MATERIALS PROVIDED —
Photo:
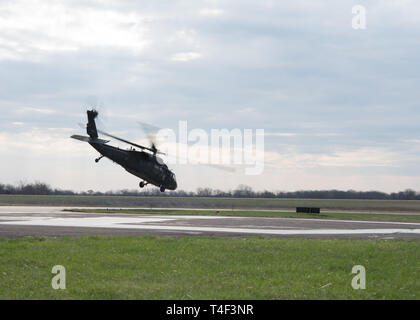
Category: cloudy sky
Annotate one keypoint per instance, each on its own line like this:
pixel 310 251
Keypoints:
pixel 340 107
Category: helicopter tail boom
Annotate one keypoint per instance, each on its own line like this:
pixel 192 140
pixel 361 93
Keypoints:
pixel 87 139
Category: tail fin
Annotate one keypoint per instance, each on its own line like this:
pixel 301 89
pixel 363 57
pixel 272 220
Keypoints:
pixel 91 126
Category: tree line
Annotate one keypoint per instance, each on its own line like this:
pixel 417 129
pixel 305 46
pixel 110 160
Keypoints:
pixel 242 191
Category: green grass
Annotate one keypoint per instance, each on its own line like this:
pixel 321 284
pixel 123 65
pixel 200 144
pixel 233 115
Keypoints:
pixel 256 213
pixel 213 203
pixel 208 268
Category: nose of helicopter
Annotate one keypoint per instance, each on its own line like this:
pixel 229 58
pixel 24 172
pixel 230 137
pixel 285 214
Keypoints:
pixel 174 185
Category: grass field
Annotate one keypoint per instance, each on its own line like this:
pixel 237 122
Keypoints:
pixel 213 203
pixel 208 268
pixel 256 213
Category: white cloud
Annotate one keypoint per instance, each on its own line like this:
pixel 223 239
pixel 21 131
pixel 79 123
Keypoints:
pixel 185 56
pixel 211 12
pixel 33 29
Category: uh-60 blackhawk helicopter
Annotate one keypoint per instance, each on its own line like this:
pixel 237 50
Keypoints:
pixel 143 164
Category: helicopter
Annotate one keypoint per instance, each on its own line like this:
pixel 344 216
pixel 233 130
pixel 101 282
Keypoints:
pixel 143 164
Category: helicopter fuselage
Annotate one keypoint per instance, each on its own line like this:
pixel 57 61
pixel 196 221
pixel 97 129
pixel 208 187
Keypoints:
pixel 139 163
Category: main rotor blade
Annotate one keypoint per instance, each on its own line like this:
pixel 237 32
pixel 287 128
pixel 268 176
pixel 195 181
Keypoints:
pixel 129 142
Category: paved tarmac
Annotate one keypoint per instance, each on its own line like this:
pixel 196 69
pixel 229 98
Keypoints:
pixel 52 221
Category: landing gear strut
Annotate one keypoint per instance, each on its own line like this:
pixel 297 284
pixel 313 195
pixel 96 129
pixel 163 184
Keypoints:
pixel 97 159
pixel 142 184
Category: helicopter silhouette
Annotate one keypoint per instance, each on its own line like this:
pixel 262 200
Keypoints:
pixel 143 164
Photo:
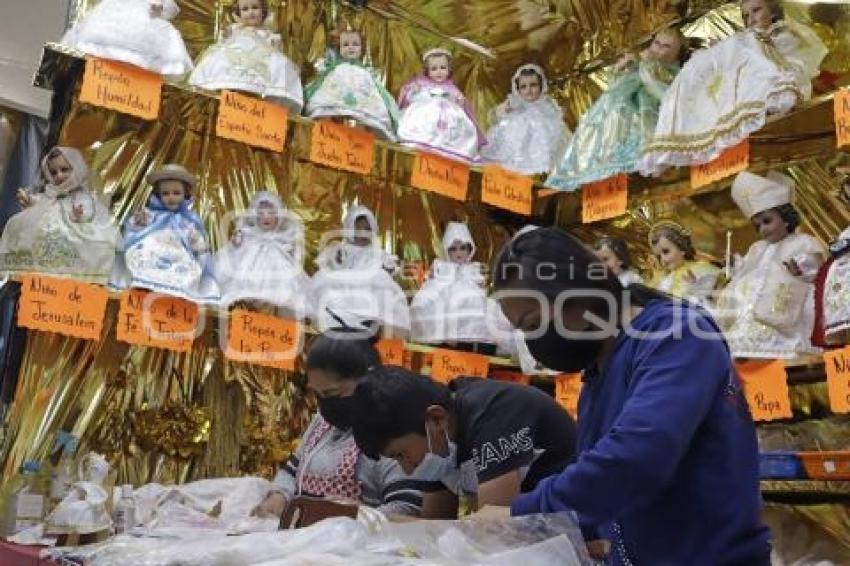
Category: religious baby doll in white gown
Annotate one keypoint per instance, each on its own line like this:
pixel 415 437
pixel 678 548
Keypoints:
pixel 354 278
pixel 165 247
pixel 681 274
pixel 726 92
pixel 528 128
pixel 248 58
pixel 138 32
pixel 64 230
pixel 452 306
pixel 264 259
pixel 435 115
pixel 348 88
pixel 767 310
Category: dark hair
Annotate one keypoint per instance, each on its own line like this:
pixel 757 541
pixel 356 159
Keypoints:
pixel 347 353
pixel 618 247
pixel 789 216
pixel 391 402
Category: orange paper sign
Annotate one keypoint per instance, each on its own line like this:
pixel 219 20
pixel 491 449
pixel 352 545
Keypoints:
pixel 62 306
pixel 121 87
pixel 251 121
pixel 449 364
pixel 567 391
pixel 341 147
pixel 604 199
pixel 160 321
pixel 838 379
pixel 506 189
pixel 733 160
pixel 841 110
pixel 391 351
pixel 440 175
pixel 262 340
pixel 766 389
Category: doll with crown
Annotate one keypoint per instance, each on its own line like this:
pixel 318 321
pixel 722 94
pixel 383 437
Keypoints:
pixel 726 92
pixel 348 88
pixel 248 58
pixel 165 247
pixel 528 128
pixel 767 310
pixel 435 115
pixel 682 274
pixel 138 32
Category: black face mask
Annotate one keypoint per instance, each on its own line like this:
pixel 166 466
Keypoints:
pixel 338 411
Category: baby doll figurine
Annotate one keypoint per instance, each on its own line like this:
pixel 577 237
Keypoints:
pixel 248 58
pixel 165 245
pixel 614 253
pixel 138 32
pixel 528 128
pixel 64 230
pixel 354 279
pixel 264 259
pixel 767 310
pixel 681 275
pixel 435 114
pixel 452 306
pixel 726 92
pixel 832 286
pixel 610 136
pixel 347 88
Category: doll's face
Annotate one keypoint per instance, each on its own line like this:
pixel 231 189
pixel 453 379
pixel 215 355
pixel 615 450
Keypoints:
pixel 770 225
pixel 757 14
pixel 438 68
pixel 172 193
pixel 251 12
pixel 267 218
pixel 610 259
pixel 529 87
pixel 361 225
pixel 350 45
pixel 665 47
pixel 459 252
pixel 669 254
pixel 59 169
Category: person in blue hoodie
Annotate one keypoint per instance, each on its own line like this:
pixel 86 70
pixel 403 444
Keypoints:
pixel 667 465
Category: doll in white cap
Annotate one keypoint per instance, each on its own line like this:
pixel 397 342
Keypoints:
pixel 767 310
pixel 348 88
pixel 452 306
pixel 248 58
pixel 138 32
pixel 355 279
pixel 165 247
pixel 435 115
pixel 264 260
pixel 528 128
pixel 64 229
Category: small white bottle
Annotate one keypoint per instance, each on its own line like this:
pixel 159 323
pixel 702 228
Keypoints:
pixel 124 512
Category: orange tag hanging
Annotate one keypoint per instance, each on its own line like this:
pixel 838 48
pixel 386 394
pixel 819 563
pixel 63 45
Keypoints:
pixel 122 87
pixel 837 364
pixel 449 364
pixel 733 160
pixel 63 306
pixel 604 199
pixel 159 321
pixel 440 175
pixel 251 121
pixel 506 189
pixel 766 389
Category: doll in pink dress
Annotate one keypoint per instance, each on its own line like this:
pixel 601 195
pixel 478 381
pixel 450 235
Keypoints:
pixel 435 115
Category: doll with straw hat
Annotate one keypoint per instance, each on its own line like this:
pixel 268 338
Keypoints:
pixel 767 310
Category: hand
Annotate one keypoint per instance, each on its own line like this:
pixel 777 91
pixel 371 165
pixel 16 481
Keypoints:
pixel 272 506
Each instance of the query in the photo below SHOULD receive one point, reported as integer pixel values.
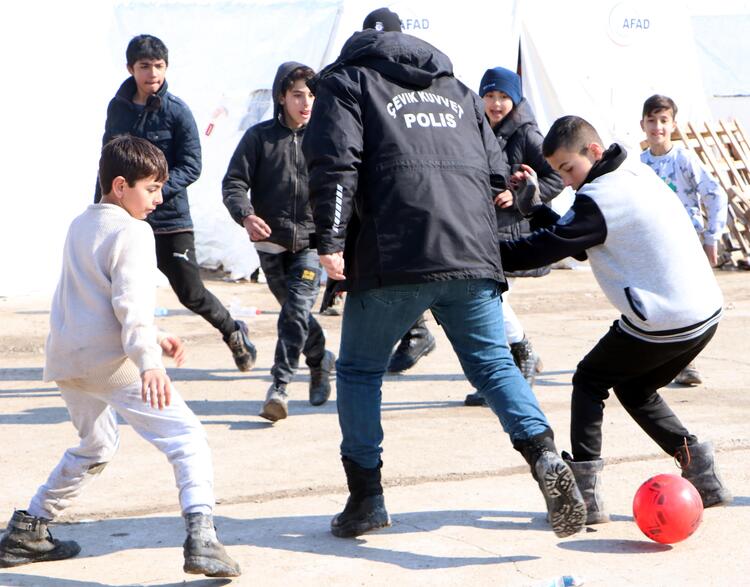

WORK TO BE COMPLETED — All of the data must be set down exactly, with no pictures included.

SOLUTION —
Photo:
Category: cloudy sky
Annotate one keypoint per instance, each on its own line like this:
pixel 310 251
Keypoints:
pixel 340 107
Category: helicopter tail boom
Annotate one keypoint per instance, each on its own line like this:
pixel 192 140
pixel 361 93
Keypoints:
pixel 87 139
Category: tail fin
Annotate one keypoint per instance, each on its own line like this:
pixel 301 89
pixel 363 57
pixel 272 220
Keypoints:
pixel 91 126
Category: tree line
Annotate one keypoint per instance, each on its own line like this:
pixel 417 129
pixel 305 46
pixel 110 160
Keypoints:
pixel 242 191
Category: green grass
Annotate one keypoint per instance, each on its own line like this:
pixel 321 284
pixel 123 65
pixel 200 144
pixel 233 115
Keypoints:
pixel 256 213
pixel 213 203
pixel 208 268
Category: nose of helicopter
Annotate one keypoint per instance, each on its own line like this:
pixel 229 58
pixel 24 172
pixel 230 137
pixel 285 214
Keypoints:
pixel 174 185
Category: grass field
Annotate one keypoint per instance, each on its own line like this:
pixel 237 122
Keypoints:
pixel 213 203
pixel 208 268
pixel 256 213
Category: white cloud
Annotate one keypoint per instance, each on its own line like this:
pixel 223 239
pixel 21 131
pixel 79 123
Keypoints:
pixel 185 56
pixel 211 12
pixel 33 29
Category: uh-60 blackhawk helicopter
Annotate one keypoint per instance, each on its own line like this:
pixel 237 50
Keypoints:
pixel 143 164
Category: helicopter
Annotate one keypoint per instance, each on its own line like this:
pixel 344 216
pixel 233 130
pixel 101 282
Keypoints:
pixel 143 164
Category: helicopter fuselage
Annotate one keypoint per instance, each on its own line like this:
pixel 57 61
pixel 196 221
pixel 97 129
pixel 208 187
Keypoints:
pixel 139 163
Category: main rotor blade
Annotate one keypoint per instance, each on its own line like this:
pixel 237 32
pixel 287 128
pixel 268 176
pixel 195 181
Keypoints:
pixel 129 142
Category: paved tarmac
Annotate one keypoint per instance, each on its own line like this:
pixel 196 69
pixel 229 98
Keypoints:
pixel 52 221
Category: landing gear strut
Annotate one keypoint per instance, each on its own line like this:
pixel 297 284
pixel 313 195
pixel 96 129
pixel 163 184
Keypoints:
pixel 97 159
pixel 142 184
Category: helicopter silhouette
Annotate one keypoint per instance, each on its own line like this:
pixel 262 200
Keypoints:
pixel 143 164
Photo:
Category: religious baby doll in white gown
Annotate one keypoint per instance, each on its own line like this:
pixel 415 437
pixel 678 548
Keypoints:
pixel 354 278
pixel 165 247
pixel 681 274
pixel 726 92
pixel 528 128
pixel 248 58
pixel 138 32
pixel 64 230
pixel 452 306
pixel 264 259
pixel 435 115
pixel 348 88
pixel 767 310
Category: dark hair
Annotate one keypoint per instance, each on its own line like this:
pixel 757 541
pixel 356 159
Keypoints:
pixel 347 353
pixel 618 247
pixel 789 216
pixel 391 402
Category: orange paper sign
Annotate one keypoint per instance, each on its own line like this:
pixel 219 20
pixel 491 449
pixel 352 545
Keypoints:
pixel 62 306
pixel 121 87
pixel 251 121
pixel 449 364
pixel 567 391
pixel 341 147
pixel 604 199
pixel 160 321
pixel 838 379
pixel 506 189
pixel 733 160
pixel 841 110
pixel 391 351
pixel 440 175
pixel 262 340
pixel 766 389
Category: doll with crown
Annotate one keypoint per instance, each on its own line like this:
pixel 318 321
pixel 722 94
pixel 383 437
Keypoints:
pixel 726 92
pixel 348 88
pixel 248 58
pixel 165 247
pixel 528 128
pixel 767 310
pixel 435 115
pixel 682 274
pixel 138 32
Category: black face mask
Annotate one keypoint per instance, each on its own line like this:
pixel 166 466
Keypoints:
pixel 338 411
Category: baby doll figurine
Annotate one keypoint per instance, each on its own line like this:
pixel 577 237
Keypoints:
pixel 248 58
pixel 165 245
pixel 614 253
pixel 138 32
pixel 528 128
pixel 64 230
pixel 354 279
pixel 264 259
pixel 767 310
pixel 681 275
pixel 435 114
pixel 452 306
pixel 726 92
pixel 832 286
pixel 610 136
pixel 347 88
Category: doll's face
Annotate one keypoint per instance, each on its own line like this:
pixel 231 189
pixel 453 379
pixel 215 355
pixel 615 450
Keypoints:
pixel 770 225
pixel 757 14
pixel 438 68
pixel 172 193
pixel 251 12
pixel 267 218
pixel 610 259
pixel 529 87
pixel 361 225
pixel 350 45
pixel 665 47
pixel 459 252
pixel 669 254
pixel 59 169
Category: person in blue hoodie
Annotate one keypoint per instance, each on its own line like this:
pixel 86 70
pixel 403 444
Keypoints:
pixel 667 465
Category: doll in white cap
Annotate one keypoint per instance, each on its own line like this:
pixel 397 342
Keypoints:
pixel 767 310
pixel 348 88
pixel 452 306
pixel 248 58
pixel 138 32
pixel 355 279
pixel 165 247
pixel 435 115
pixel 264 260
pixel 528 128
pixel 64 229
Category: small white bottle
Annotate one keypoint per instance, each on its own line like this:
pixel 159 323
pixel 702 228
Keypoints:
pixel 124 512
Category: orange tag hanging
Annotate one keypoint per instance, each on its own line like this:
pixel 838 48
pixel 386 394
pixel 819 563
pixel 63 45
Keypoints:
pixel 122 87
pixel 837 364
pixel 449 364
pixel 733 160
pixel 63 306
pixel 604 199
pixel 159 321
pixel 440 175
pixel 251 121
pixel 506 189
pixel 766 389
Category: doll in pink dress
Annotate one keypoint per instance, each on its own line like this:
pixel 601 195
pixel 478 381
pixel 450 235
Keypoints:
pixel 435 115
Category: doll with straw hat
Annotate one keypoint per instance, each on its own line like this:
pixel 268 338
Keypoints:
pixel 767 310
Category: hand
Annotate one keypoint per instance, each on its own line like this:
pixel 777 91
pixel 371 165
pixel 16 481
Keypoints:
pixel 272 506
Each instance of the query in the photo below SHOULD receive one point, reported as integer pixel values.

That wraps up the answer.